[Fragmento]
━━━

No siempre la censura prohibía la exhibición, tal como sucedió con algunas películas que aun con muchos reparos pasaron el control. Para esos casos la Iglesia tenía (¿tiene?) comisiones especializadas en clasificar los filmes en diversas categorías y desaconsejar a sus fieles de asistir a determinadas funciones. Al respecto señala Gumaro Morones


Aún no hace mucho tiempo, existía en todo el país -y todavía hoy se observa en algunos rincones de provincia- una sana costumbre. Consistía en colocar cada semana, junto a las puertas de las iglesias, una hoja de papel pegada en una tabla. La hoja, en mecanografía rudimentaria de beata bienintencionada pero incapaz, pregonaba la opinión de la iglesia sobre las películas que se exhibían en los cines de la localidad.

━━━

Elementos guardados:
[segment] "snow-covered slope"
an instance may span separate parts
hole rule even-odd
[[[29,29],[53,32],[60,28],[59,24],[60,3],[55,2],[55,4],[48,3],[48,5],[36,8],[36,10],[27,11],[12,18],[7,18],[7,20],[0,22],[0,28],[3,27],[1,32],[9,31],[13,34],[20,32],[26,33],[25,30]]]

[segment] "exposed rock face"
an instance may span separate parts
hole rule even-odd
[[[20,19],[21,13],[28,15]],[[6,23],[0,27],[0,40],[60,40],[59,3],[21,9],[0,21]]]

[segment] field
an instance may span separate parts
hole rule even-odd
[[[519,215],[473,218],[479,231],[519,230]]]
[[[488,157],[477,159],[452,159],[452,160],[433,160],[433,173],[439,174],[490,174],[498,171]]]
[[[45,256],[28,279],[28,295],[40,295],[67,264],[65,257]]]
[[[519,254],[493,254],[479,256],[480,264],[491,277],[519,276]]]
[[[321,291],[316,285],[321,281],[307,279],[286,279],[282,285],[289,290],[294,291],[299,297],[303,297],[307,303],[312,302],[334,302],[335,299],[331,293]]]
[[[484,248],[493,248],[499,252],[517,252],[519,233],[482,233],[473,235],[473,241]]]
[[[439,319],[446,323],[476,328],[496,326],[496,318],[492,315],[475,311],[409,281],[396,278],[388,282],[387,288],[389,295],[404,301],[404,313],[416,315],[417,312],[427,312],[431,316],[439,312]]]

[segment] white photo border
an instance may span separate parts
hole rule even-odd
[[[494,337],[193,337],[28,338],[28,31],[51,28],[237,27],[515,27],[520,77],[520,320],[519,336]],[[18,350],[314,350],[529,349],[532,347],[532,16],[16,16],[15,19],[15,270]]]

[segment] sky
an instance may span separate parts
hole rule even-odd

━━━

[Tareas propuestas]
1. Según el fragmento, ¿dónde se colocaba cada semana la hoja de papel pegada en una tabla?
2. Reescribe el tramo del fragmento que empieza con las palabras que contienen "Aún no hace" y termina con "de la localidad.", cambiando "una tabla" por "un cartón".

[Respuestas]
1. Junto a las puertas de las iglesias.

2.
Aún no hace mucho tiempo, existía en todo el país -y todavía hoy se observa en algunos rincones de provincia- una sana costumbre. Consistía en colocar cada semana, junto a las puertas de las iglesias, una hoja de papel pegada en un cartón. La hoja, en mecanografía rudimentaria de beata bienintencionada pero incapaz, pregonaba la opinión de la iglesia sobre las películas que se exhibían en los cines de la localidad.